**Set task:** Copy every item below word for word, keeping each line as it stands.

____ Entries supplied

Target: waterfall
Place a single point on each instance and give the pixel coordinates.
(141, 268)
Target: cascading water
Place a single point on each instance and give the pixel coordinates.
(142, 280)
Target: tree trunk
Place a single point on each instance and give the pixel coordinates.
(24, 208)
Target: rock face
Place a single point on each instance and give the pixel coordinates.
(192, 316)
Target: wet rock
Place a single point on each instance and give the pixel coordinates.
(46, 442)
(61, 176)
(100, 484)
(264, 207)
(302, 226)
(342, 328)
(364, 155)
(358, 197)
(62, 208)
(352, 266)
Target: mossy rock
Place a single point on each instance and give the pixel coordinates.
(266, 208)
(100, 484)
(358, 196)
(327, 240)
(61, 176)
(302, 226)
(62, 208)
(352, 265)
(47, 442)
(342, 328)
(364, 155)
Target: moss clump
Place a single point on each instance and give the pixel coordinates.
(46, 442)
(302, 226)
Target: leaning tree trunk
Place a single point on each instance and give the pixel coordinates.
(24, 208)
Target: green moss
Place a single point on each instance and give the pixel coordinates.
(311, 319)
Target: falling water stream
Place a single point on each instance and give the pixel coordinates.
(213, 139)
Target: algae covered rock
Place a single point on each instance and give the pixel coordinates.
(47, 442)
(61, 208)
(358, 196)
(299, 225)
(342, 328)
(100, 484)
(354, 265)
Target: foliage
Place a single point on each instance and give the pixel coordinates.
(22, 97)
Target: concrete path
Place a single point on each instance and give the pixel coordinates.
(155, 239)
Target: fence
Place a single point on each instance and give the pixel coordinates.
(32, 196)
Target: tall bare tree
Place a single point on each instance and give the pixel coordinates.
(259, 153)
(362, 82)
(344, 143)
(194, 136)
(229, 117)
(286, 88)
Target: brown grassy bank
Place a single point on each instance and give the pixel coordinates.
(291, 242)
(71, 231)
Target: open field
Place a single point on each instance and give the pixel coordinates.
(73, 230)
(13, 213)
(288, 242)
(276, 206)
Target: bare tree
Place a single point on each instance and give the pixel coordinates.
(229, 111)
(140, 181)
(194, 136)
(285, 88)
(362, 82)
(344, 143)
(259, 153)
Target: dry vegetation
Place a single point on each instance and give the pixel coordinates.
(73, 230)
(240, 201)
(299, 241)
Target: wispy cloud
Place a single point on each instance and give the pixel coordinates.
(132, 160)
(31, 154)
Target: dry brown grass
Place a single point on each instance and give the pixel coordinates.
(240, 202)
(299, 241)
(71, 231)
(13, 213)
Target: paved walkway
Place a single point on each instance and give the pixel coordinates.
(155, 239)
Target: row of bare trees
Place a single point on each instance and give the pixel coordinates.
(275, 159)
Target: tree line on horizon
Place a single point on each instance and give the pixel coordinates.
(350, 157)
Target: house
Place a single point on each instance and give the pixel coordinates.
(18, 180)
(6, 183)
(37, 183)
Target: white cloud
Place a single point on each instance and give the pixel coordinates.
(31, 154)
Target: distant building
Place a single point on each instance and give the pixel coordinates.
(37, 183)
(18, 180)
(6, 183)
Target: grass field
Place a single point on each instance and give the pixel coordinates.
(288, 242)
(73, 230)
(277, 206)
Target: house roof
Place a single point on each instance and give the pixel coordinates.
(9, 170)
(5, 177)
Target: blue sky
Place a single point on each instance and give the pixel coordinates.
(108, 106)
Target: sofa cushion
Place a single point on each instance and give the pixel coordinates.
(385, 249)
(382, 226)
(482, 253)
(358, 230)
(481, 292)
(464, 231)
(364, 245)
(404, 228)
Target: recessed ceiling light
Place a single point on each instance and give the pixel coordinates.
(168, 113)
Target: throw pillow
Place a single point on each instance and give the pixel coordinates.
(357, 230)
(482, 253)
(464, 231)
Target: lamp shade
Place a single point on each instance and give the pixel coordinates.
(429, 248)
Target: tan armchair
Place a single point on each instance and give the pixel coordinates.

________

**Solution to this problem:**
Target: waterfall
Place a single point on each instance and give the pixel coordinates.
(141, 268)
Target: cascading water
Place a single point on each instance and give the pixel coordinates.
(142, 280)
Target: tree trunk
Place a single point on each instance and give the pixel coordinates.
(24, 208)
Target: rock face
Place a single point on each instance and give the pixel coordinates.
(192, 316)
Target: wet rock
Place a single point on each instance and give the pixel coordinates.
(46, 442)
(61, 176)
(100, 484)
(264, 207)
(302, 226)
(342, 328)
(364, 155)
(358, 197)
(62, 208)
(352, 266)
Target: mossy rock
Place a single point on each instance and give the pixel coordinates.
(266, 208)
(100, 484)
(358, 196)
(327, 240)
(61, 176)
(302, 226)
(62, 208)
(352, 265)
(47, 442)
(342, 328)
(364, 155)
Target: moss clump
Place a single point on each instance and give the pixel coordinates.
(46, 442)
(302, 226)
Target: leaning tree trunk
Place a single point on each instance and give the pixel coordinates.
(24, 208)
Target: green moss
Place a single point on each instance and give the pixel coordinates.
(311, 319)
Target: falling water stream
Place a single point on each instance and give the pixel coordinates.
(213, 139)
Target: algae covered rock
Place a single point on each instance and give the pixel coordinates.
(47, 442)
(61, 208)
(358, 196)
(299, 225)
(342, 328)
(100, 484)
(354, 265)
Target: foliage
Place a single point on each instance and give the pixel coordinates.
(22, 97)
Target: concrete path
Place a single point on each instance and give the pixel coordinates.
(155, 239)
Target: fence
Place a single point on each instance and give the pixel coordinates.
(32, 196)
Target: tall bare tree
Place a single point on each instance and give the pixel coordinates.
(259, 153)
(362, 82)
(344, 143)
(194, 136)
(229, 117)
(286, 88)
Target: brown grassy bank
Place a single point on each instance and give the pixel coordinates.
(291, 242)
(71, 231)
Target: open field
Place a single point on each instance and give the pixel coordinates.
(73, 230)
(13, 213)
(288, 242)
(276, 206)
Target: bare tree
Place a single point on each instance and give the pixel coordinates.
(229, 111)
(140, 181)
(194, 136)
(285, 88)
(362, 82)
(344, 143)
(259, 153)
Target: dry vegetation
Place a single point on each instance and give the pixel coordinates.
(73, 230)
(240, 201)
(299, 241)
Target: wispy cloud
Place a single point on each instance and give the pixel coordinates.
(132, 160)
(31, 154)
Target: dry brown grass
Place a single point on each instance and give the pixel coordinates.
(240, 202)
(299, 241)
(71, 231)
(13, 213)
Target: paved walkway
Place a single point on each instance and give the pixel coordinates.
(155, 239)
Target: row of bare trees
Place a single point on each instance and give the pixel coordinates.
(275, 159)
Target: tree line on horizon
Place a single point on each instance and give the pixel coordinates.
(350, 157)
Target: house
Place a single point on each instance and give the pixel coordinates.
(18, 180)
(6, 183)
(37, 183)
Target: white cloud
Place a single point on each instance and give the pixel coordinates.
(31, 154)
Target: distant building
Place a single point on each instance and give the pixel coordinates.
(37, 183)
(18, 180)
(6, 183)
Target: grass field
Place a single point on each instance and give the pixel coordinates.
(288, 242)
(73, 230)
(277, 206)
Target: house roof
Place a single point on each instance and give the pixel coordinates.
(9, 170)
(5, 177)
Target: blue sky
Place a single point on each instance and give the pixel coordinates.
(108, 106)
Target: sofa cushion
Place a single point on each instance and give the pixel coordinates.
(385, 249)
(382, 226)
(482, 253)
(358, 230)
(481, 292)
(464, 231)
(364, 245)
(404, 228)
Target: recessed ceiling light
Place a single point on each instance and give the pixel coordinates.
(168, 113)
Target: throw pillow
Place a single point on each instance and give the pixel coordinates.
(357, 230)
(482, 253)
(464, 231)
Target: lamp shade
Place a single point on each instance and give the pixel coordinates.
(429, 248)
Target: tan armchair
Place a single point on each instance and give the pixel coordinates.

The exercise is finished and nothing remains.